=== Listed entries ===

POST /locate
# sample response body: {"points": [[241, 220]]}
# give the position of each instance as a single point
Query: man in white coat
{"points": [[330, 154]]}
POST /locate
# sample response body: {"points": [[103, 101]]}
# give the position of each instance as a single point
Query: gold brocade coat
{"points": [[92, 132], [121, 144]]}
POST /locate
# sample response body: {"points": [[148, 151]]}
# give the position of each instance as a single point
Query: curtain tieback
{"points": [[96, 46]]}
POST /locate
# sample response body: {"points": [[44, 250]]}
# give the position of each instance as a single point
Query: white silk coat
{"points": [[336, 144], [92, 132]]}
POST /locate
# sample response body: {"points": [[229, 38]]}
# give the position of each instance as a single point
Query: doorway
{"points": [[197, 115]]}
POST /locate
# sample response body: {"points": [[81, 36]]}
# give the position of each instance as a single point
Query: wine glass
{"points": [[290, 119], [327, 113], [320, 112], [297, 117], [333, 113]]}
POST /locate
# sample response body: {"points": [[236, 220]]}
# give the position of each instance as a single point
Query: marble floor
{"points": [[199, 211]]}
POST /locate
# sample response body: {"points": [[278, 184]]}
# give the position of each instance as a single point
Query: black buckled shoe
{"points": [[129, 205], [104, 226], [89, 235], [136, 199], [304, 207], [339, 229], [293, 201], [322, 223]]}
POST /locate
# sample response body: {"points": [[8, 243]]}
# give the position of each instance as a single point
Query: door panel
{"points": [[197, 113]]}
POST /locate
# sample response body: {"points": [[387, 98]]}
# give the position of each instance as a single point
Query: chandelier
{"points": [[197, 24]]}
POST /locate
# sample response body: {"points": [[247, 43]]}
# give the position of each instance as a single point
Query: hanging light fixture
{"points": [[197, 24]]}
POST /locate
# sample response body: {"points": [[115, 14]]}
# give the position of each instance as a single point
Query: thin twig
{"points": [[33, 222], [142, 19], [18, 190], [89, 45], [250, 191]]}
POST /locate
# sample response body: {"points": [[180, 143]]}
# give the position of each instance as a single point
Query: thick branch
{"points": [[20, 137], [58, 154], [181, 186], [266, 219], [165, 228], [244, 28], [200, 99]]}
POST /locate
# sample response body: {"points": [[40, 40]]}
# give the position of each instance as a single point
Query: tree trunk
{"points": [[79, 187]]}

=== What is needed ===
After reading the listing, copy it out exactly and in full.

=== Answer for the task ===
POST /locate
# sample response body: {"points": [[241, 220]]}
# give the position of each instance as a single point
Query: man in white coat
{"points": [[330, 154]]}
POST /locate
# sample response body: {"points": [[103, 101]]}
# give the position of each instance as a single point
Query: gold brocade coat
{"points": [[92, 132], [121, 144]]}
POST /locate
# sample response body: {"points": [[148, 151]]}
# give the position of each instance as a single point
Query: curtain tieback
{"points": [[96, 46]]}
POST /locate
# sample response body: {"points": [[44, 250]]}
# give the position of each instance as a single point
Query: white silk coat
{"points": [[336, 144], [92, 132]]}
POST /locate
# sample response body: {"points": [[229, 38]]}
# give the position of each instance as a single point
Query: doorway
{"points": [[197, 115]]}
POST /locate
# sample response body: {"points": [[81, 36]]}
# give the position of each instance as a single point
Query: wine glass
{"points": [[290, 119], [327, 113], [320, 112], [297, 117], [333, 113]]}
POST /locate
# sample response body: {"points": [[236, 220]]}
# give the position of each instance as a single point
Query: marble floor
{"points": [[199, 211]]}
POST /locate
# sample response body: {"points": [[278, 184]]}
# give the position of each instance as a single point
Query: black buckled shoe
{"points": [[129, 205], [104, 226], [89, 235], [136, 199], [304, 207], [339, 229], [293, 201], [322, 223]]}
POST /locate
# sample response body: {"points": [[8, 243]]}
# give the position of each instance as a single point
Query: door panel
{"points": [[197, 113]]}
POST /locate
# sample response body: {"points": [[387, 98]]}
# give the position of each instance as a single point
Query: chandelier
{"points": [[197, 24]]}
POST /locate
# sample response body: {"points": [[247, 43]]}
# give the position of each instance as a single point
Query: hanging light fixture
{"points": [[197, 24]]}
POST /locate
# sample response body: {"points": [[115, 14]]}
# give the position of each instance as a single point
Query: thin twig
{"points": [[33, 222], [142, 19], [18, 190], [89, 45], [250, 191]]}
POST /locate
# sample response body: {"points": [[180, 143]]}
# give the position of each instance as a single point
Query: thick branch
{"points": [[20, 137], [58, 154], [181, 186], [266, 219], [165, 228], [244, 28], [200, 99]]}
POST /locate
# sample response body: {"points": [[40, 40]]}
# give the position of each instance as a single point
Query: tree trunk
{"points": [[79, 187]]}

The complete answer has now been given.